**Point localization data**
☆ ☆ ☆ ☆ ☆ ☆ ☆

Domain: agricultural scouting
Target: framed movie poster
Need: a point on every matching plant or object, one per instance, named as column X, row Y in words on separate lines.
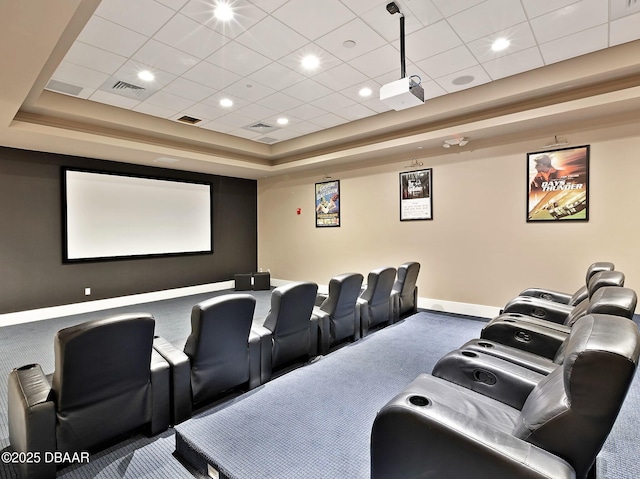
column 328, row 204
column 558, row 185
column 415, row 195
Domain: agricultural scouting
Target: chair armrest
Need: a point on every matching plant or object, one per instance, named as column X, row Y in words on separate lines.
column 539, row 308
column 32, row 419
column 490, row 376
column 324, row 330
column 180, row 382
column 547, row 294
column 265, row 339
column 408, row 439
column 526, row 335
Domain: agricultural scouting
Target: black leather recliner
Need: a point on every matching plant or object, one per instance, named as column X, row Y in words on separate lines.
column 337, row 315
column 220, row 354
column 567, row 298
column 405, row 290
column 375, row 303
column 107, row 382
column 290, row 331
column 545, row 337
column 436, row 428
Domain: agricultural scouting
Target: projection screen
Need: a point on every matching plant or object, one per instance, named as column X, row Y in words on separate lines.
column 115, row 216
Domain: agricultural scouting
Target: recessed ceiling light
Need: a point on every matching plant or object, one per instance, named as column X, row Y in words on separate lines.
column 146, row 75
column 223, row 11
column 500, row 44
column 310, row 62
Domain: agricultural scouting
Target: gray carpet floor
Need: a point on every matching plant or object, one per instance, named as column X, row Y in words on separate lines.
column 142, row 457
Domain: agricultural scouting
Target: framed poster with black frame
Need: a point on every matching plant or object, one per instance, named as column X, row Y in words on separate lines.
column 328, row 204
column 415, row 195
column 558, row 185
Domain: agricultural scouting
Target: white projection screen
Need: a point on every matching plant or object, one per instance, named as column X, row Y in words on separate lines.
column 115, row 216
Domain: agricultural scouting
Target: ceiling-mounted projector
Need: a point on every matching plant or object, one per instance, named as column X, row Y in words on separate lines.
column 401, row 94
column 406, row 92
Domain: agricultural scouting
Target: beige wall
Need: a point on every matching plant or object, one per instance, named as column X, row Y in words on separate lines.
column 478, row 249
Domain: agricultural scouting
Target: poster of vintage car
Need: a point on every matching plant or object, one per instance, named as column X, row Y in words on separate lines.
column 328, row 204
column 415, row 195
column 558, row 185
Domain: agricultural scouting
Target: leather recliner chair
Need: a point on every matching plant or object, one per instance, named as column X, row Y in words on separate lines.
column 405, row 291
column 290, row 331
column 441, row 429
column 545, row 337
column 219, row 355
column 337, row 315
column 375, row 303
column 107, row 382
column 567, row 298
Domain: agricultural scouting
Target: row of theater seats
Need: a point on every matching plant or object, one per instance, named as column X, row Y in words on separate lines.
column 532, row 398
column 114, row 376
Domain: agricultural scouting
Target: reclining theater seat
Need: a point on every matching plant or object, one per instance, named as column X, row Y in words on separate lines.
column 219, row 354
column 107, row 382
column 375, row 304
column 289, row 332
column 337, row 316
column 566, row 298
column 544, row 337
column 405, row 291
column 435, row 428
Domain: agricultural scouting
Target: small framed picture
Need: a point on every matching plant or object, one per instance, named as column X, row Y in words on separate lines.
column 415, row 195
column 328, row 204
column 558, row 185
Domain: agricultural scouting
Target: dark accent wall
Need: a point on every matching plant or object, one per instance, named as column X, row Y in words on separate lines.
column 32, row 274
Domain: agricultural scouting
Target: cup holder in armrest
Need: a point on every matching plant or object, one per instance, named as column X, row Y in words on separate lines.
column 419, row 401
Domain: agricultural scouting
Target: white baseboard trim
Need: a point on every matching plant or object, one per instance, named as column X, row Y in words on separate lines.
column 467, row 309
column 20, row 317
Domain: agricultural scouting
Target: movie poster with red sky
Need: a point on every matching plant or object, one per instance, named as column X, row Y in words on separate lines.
column 558, row 185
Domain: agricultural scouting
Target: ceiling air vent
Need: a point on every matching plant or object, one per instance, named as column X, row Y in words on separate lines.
column 189, row 119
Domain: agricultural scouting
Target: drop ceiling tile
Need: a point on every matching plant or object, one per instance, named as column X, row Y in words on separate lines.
column 189, row 89
column 486, row 18
column 430, row 41
column 365, row 38
column 340, row 77
column 333, row 102
column 574, row 45
column 164, row 57
column 239, row 59
column 276, row 76
column 94, row 58
column 454, row 60
column 307, row 90
column 520, row 36
column 571, row 19
column 211, row 75
column 378, row 62
column 515, row 63
column 189, row 36
column 626, row 29
column 142, row 16
column 463, row 80
column 313, row 18
column 80, row 76
column 113, row 100
column 535, row 8
column 280, row 102
column 108, row 36
column 448, row 8
column 272, row 38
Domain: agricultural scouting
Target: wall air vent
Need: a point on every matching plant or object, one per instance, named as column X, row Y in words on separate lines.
column 189, row 119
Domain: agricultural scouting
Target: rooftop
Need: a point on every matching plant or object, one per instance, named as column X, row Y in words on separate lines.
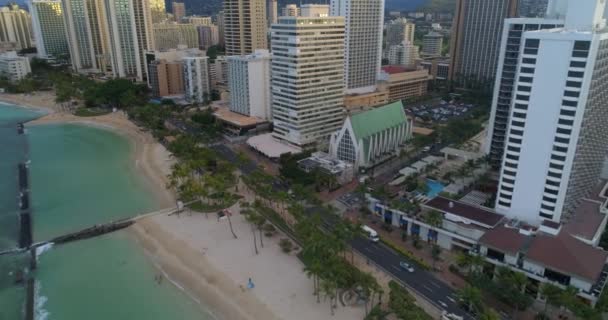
column 392, row 69
column 270, row 147
column 504, row 239
column 376, row 120
column 237, row 119
column 566, row 254
column 484, row 217
column 586, row 220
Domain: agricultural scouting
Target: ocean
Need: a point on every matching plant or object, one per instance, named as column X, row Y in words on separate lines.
column 81, row 176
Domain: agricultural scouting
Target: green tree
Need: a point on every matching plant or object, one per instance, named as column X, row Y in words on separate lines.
column 470, row 297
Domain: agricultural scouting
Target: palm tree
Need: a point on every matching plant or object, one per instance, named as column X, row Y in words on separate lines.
column 250, row 216
column 551, row 293
column 489, row 314
column 470, row 297
column 329, row 289
column 464, row 260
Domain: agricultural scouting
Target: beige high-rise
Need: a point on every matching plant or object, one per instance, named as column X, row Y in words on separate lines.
column 245, row 26
column 15, row 26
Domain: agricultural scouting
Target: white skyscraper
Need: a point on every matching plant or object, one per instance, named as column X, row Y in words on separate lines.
column 87, row 35
column 16, row 26
column 130, row 34
column 308, row 80
column 249, row 84
column 363, row 42
column 49, row 29
column 196, row 78
column 557, row 136
column 404, row 54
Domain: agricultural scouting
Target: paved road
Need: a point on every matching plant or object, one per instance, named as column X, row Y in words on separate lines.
column 423, row 282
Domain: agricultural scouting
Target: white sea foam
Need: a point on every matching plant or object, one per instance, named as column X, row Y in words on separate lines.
column 39, row 312
column 42, row 249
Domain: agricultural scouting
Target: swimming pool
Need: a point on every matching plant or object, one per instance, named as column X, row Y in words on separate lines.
column 435, row 188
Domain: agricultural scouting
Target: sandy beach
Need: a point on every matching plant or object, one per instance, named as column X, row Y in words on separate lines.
column 198, row 253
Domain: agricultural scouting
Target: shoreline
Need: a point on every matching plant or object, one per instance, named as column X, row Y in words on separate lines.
column 198, row 255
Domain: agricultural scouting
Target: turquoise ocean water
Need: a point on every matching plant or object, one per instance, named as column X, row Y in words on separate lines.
column 81, row 176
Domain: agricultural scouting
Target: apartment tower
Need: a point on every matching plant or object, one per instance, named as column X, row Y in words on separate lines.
column 399, row 30
column 476, row 32
column 272, row 12
column 308, row 81
column 130, row 34
column 363, row 42
column 557, row 135
column 87, row 35
column 179, row 11
column 245, row 26
column 249, row 84
column 16, row 26
column 49, row 29
column 196, row 78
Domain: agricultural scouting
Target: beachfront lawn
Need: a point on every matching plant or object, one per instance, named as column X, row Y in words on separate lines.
column 90, row 112
column 227, row 202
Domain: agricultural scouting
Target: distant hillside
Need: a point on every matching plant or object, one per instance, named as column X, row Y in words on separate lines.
column 404, row 5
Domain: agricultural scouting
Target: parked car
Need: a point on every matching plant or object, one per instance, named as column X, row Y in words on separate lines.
column 406, row 266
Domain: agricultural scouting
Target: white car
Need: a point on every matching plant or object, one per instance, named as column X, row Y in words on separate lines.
column 406, row 266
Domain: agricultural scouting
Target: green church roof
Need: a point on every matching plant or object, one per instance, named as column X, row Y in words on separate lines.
column 368, row 123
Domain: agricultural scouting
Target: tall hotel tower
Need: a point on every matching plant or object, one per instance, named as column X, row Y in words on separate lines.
column 85, row 22
column 363, row 57
column 49, row 29
column 130, row 34
column 307, row 80
column 557, row 136
column 245, row 26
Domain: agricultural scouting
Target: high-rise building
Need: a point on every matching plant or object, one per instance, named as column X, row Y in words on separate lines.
column 532, row 8
column 249, row 84
column 16, row 26
column 314, row 10
column 272, row 12
column 363, row 57
column 221, row 27
column 166, row 78
column 199, row 21
column 175, row 35
column 432, row 44
column 404, row 54
column 87, row 36
column 49, row 29
column 158, row 11
column 475, row 39
column 13, row 66
column 179, row 11
column 399, row 30
column 245, row 26
column 196, row 78
column 308, row 83
column 218, row 72
column 207, row 36
column 290, row 10
column 505, row 77
column 557, row 138
column 130, row 34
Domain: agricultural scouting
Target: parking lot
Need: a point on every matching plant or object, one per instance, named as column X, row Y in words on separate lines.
column 441, row 112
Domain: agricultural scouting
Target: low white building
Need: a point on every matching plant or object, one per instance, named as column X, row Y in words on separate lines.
column 13, row 66
column 369, row 137
column 249, row 84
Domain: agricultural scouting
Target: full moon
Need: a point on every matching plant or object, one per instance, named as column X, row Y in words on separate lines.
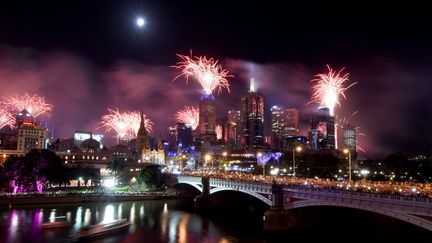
column 140, row 22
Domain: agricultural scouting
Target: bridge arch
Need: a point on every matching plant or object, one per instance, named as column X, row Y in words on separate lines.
column 251, row 193
column 198, row 187
column 409, row 218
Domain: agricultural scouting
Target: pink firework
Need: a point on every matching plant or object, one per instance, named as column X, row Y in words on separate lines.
column 218, row 132
column 35, row 105
column 207, row 72
column 114, row 120
column 134, row 118
column 189, row 116
column 125, row 124
column 6, row 118
column 328, row 87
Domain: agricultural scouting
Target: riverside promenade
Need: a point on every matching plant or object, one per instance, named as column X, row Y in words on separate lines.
column 56, row 198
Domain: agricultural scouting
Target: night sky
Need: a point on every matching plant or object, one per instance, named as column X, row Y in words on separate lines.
column 85, row 56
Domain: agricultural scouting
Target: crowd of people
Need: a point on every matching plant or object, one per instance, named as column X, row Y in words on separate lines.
column 383, row 187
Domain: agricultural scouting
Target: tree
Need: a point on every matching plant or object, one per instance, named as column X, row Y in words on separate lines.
column 51, row 166
column 32, row 171
column 151, row 177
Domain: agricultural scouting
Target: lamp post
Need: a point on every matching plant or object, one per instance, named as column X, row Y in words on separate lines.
column 207, row 157
column 298, row 148
column 347, row 151
column 259, row 155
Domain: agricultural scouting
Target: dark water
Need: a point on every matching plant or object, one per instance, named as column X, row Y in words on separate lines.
column 175, row 221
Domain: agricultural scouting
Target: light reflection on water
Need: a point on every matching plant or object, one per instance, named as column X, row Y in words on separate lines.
column 152, row 221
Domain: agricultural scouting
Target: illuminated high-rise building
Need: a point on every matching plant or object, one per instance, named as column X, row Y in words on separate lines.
column 350, row 137
column 232, row 130
column 30, row 135
column 291, row 119
column 278, row 125
column 143, row 144
column 284, row 125
column 184, row 135
column 252, row 116
column 207, row 118
column 323, row 128
column 172, row 137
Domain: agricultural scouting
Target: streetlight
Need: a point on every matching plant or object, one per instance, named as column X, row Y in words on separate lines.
column 259, row 155
column 299, row 149
column 207, row 157
column 347, row 151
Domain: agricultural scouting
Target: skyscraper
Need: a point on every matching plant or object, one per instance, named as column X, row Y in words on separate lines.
column 284, row 125
column 350, row 137
column 278, row 126
column 252, row 116
column 207, row 118
column 233, row 131
column 184, row 135
column 30, row 134
column 143, row 144
column 323, row 124
column 291, row 118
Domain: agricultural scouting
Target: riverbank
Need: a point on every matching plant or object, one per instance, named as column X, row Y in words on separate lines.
column 83, row 198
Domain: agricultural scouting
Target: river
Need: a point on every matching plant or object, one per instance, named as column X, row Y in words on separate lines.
column 175, row 221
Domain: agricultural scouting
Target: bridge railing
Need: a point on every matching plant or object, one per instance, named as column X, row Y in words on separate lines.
column 240, row 184
column 357, row 195
column 259, row 186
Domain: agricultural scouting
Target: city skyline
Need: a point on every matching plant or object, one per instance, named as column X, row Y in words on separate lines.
column 390, row 93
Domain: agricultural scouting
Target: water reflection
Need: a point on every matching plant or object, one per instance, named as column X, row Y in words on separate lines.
column 108, row 214
column 52, row 215
column 13, row 225
column 78, row 218
column 87, row 215
column 182, row 229
column 152, row 221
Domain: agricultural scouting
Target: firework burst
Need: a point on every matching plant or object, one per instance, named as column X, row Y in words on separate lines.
column 207, row 72
column 6, row 118
column 189, row 116
column 35, row 105
column 134, row 118
column 125, row 124
column 116, row 121
column 329, row 87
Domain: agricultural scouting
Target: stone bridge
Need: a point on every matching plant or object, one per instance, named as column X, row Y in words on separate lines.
column 282, row 198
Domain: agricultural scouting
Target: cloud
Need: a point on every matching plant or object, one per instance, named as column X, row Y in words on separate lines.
column 392, row 98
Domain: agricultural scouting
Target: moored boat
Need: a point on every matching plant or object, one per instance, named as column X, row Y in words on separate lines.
column 103, row 228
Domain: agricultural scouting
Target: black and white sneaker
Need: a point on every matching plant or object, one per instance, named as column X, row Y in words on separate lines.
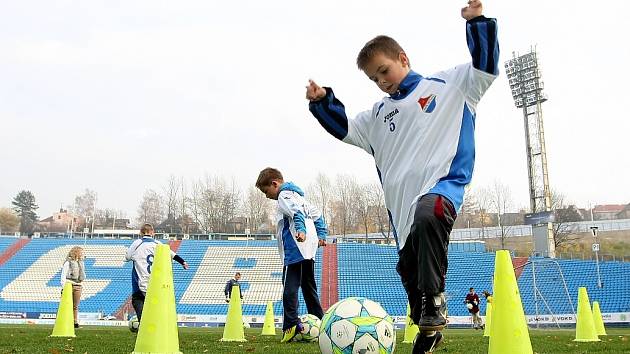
column 433, row 316
column 424, row 344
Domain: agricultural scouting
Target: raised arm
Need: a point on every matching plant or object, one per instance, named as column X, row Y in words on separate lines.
column 481, row 36
column 328, row 110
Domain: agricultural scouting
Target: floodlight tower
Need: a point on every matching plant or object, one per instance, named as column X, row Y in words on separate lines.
column 526, row 85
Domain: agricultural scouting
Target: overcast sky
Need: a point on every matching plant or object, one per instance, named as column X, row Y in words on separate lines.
column 116, row 96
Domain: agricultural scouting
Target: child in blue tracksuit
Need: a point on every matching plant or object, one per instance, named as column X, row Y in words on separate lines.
column 301, row 229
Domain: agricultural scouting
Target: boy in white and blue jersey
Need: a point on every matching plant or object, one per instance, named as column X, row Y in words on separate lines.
column 301, row 229
column 141, row 252
column 422, row 139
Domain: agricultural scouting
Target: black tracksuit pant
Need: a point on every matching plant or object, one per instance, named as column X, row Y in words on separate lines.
column 301, row 274
column 423, row 259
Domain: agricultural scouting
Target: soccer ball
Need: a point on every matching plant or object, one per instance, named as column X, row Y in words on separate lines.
column 134, row 324
column 311, row 327
column 357, row 325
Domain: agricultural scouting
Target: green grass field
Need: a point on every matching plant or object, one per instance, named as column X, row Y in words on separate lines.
column 34, row 339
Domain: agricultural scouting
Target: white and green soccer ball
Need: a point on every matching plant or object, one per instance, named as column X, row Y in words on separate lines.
column 134, row 324
column 311, row 326
column 357, row 325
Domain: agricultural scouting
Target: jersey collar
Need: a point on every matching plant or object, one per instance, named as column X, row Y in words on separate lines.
column 408, row 84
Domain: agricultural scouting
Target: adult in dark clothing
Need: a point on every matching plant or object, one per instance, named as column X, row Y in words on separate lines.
column 230, row 284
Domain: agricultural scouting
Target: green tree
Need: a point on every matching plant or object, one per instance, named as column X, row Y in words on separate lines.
column 24, row 205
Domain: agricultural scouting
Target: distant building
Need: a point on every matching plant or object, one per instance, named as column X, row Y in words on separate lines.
column 625, row 213
column 111, row 224
column 607, row 211
column 62, row 221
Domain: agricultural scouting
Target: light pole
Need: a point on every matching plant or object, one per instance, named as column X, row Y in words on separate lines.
column 596, row 250
column 526, row 85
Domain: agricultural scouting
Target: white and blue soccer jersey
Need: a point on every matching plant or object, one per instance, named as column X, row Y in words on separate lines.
column 141, row 252
column 296, row 214
column 422, row 137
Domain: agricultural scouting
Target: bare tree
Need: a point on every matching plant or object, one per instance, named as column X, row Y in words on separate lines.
column 320, row 192
column 466, row 215
column 346, row 190
column 483, row 197
column 257, row 208
column 363, row 206
column 171, row 197
column 85, row 207
column 214, row 204
column 501, row 204
column 152, row 209
column 9, row 221
column 564, row 231
column 379, row 211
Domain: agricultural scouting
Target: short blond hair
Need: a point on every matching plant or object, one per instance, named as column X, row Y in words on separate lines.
column 378, row 45
column 75, row 253
column 146, row 229
column 267, row 176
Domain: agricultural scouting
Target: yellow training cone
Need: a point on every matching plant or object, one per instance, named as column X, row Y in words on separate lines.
column 64, row 323
column 597, row 318
column 158, row 326
column 509, row 327
column 411, row 329
column 486, row 330
column 233, row 331
column 269, row 328
column 584, row 327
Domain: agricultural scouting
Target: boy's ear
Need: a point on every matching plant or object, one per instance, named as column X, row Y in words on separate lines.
column 402, row 56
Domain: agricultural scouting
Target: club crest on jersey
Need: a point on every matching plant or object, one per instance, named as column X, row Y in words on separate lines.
column 427, row 103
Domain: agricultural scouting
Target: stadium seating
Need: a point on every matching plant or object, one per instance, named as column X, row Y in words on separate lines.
column 552, row 297
column 29, row 279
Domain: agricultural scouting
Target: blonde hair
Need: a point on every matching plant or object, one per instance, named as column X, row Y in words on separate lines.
column 267, row 176
column 146, row 229
column 378, row 45
column 75, row 253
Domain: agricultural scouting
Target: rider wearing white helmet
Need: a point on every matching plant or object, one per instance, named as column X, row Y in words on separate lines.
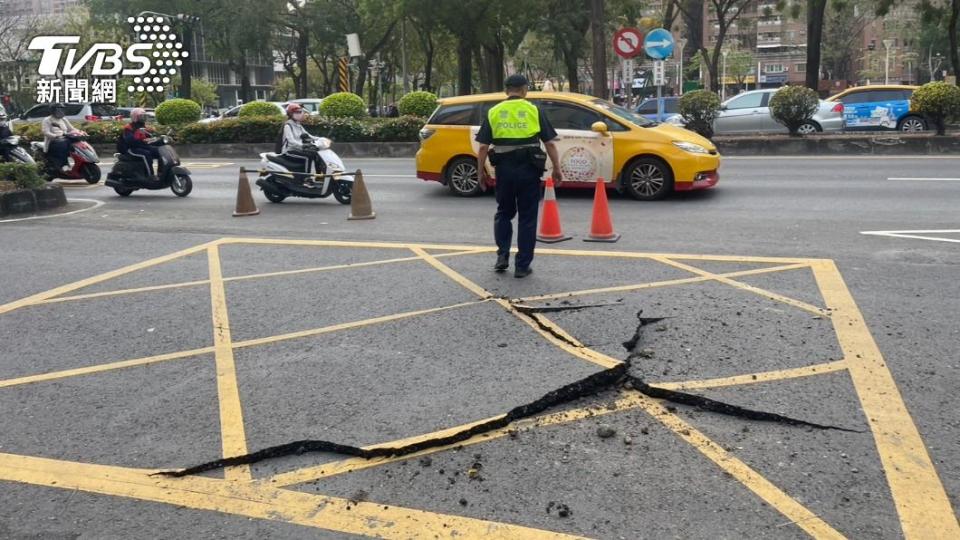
column 133, row 140
column 294, row 139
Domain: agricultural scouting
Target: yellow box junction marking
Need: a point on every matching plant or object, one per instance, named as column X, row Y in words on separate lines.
column 920, row 499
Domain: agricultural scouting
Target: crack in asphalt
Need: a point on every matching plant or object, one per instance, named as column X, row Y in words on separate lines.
column 587, row 386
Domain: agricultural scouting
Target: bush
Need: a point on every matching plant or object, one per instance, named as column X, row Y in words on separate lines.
column 259, row 108
column 794, row 106
column 938, row 101
column 405, row 128
column 174, row 112
column 343, row 105
column 23, row 175
column 699, row 109
column 418, row 104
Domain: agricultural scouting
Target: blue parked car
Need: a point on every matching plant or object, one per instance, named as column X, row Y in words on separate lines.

☆ ☆ ☆ ☆ ☆ ☆ ☆

**Exercise description**
Please extract exactly the lines of the data, from the first through the line containing "Target: projection screen", and add no pictures to the copy.

**Answer to the problem**
Domain: agricultural scouting
Target: framed movie poster
Need: a point on every matching plant or object, one per instance, named as column X, row Y in words on separate lines.
column 328, row 204
column 558, row 185
column 415, row 195
Domain: agricultural scouting
Target: chair armrest
Need: a point on every matching plant or object, one per instance, named as column X, row Y in words on separate lines.
column 539, row 308
column 32, row 419
column 490, row 376
column 324, row 330
column 180, row 382
column 547, row 294
column 265, row 339
column 408, row 439
column 526, row 335
Domain: agricultural scouting
Target: black leather recliner
Need: a point on every matching plant or object, one per instance, named as column X, row Y in words on separate lines.
column 337, row 315
column 220, row 354
column 567, row 298
column 405, row 290
column 375, row 303
column 107, row 382
column 290, row 331
column 545, row 337
column 436, row 428
Domain: agricultural scouting
Target: projection screen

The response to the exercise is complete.